== Given passage

To his credit, that changed yesterday. Walker's first real policy rollout of the year brought us the Wisconsin governor's plan to "repeal and replace" the Affordable Care Act. There's even something resembling a policy paper available for public review.
 
 
But as Jeffrey Young and Jonathan Cohn explained, there's a root challenge the Wisconsin Republican makes no real effort to address.

By scrapping President Barack Obama's 2010 health care overhaul, Walker's plan ... would take away health coverage from some unknowable share of the millions of people who have gained it under Obamacare. It promotes benefits like less regulation and less federal spending on health insurance, as well as cheaper coverage for some young and healthy people. But like all the other Republican "repeal and replace" plans that have appeared in the last few years, Walker's proposal never acknowledges the trade-offs and consequences of these changes.

====
== The data

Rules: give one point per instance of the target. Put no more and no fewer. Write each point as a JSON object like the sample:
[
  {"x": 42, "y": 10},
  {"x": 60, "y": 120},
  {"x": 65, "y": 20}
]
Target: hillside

====

◆ **To do**
1. From the passage on Walker's health care plan, extract the part that opens with the words containing "To his credit, that" and closes with "for public review.".
2. In the passage on Walker's health care plan, who explained the root challenge that the plan makes no real effort to address?
3. Proceed with the passage on Walker's health care plan, continuing from the point where it stops.

◆ **Answers to the exercise**
1.
To his credit, that changed yesterday. Walker's first real policy rollout of the year brought us the Wisconsin governor's plan to "repeal and replace" the Affordable Care Act. There's even something resembling a policy paper available for public review.

2. Jeffrey Young and Jonathan Cohn

3.
It's true that Walker's plan is arguably the most detailed "Obamacare" alternative any GOP candidate has produced -- and that includes the 2012 field -- though this isn't necessarily high praise, since we're really just talking about a vague outline with a few more bullet points than the usual bumper-sticker plans health care wonks have been rolling their eyes at for years.
 
Is the plan any good at providing health security? For some, maybe -- if you're wealthy, healthy, and have no intention of ever seeking medical care, Scott Walker's vision of health care reform would very likely meet your needs quite well.
 
But for everyone else, this plan is almost dangerously misguided.
 
For example, when Walker talks about "repealing Obamacare," he's not just nibbling around the edges -- the far-right governor intends to eliminate every benefit that millions of families are currently enjoying. Practically every consumer protection, every tax break, and every safeguard would simply cease to be -- regardless of efficacy or popularity.
 
In its place, American consumers would left with something vastly worse. Protections for those with pre-existing conditions would be severely weakened. Subsidies for private coverage would be paltry and ultimately useless. Untold millions would lose the security they currently enjoy, all in the name of "freedom."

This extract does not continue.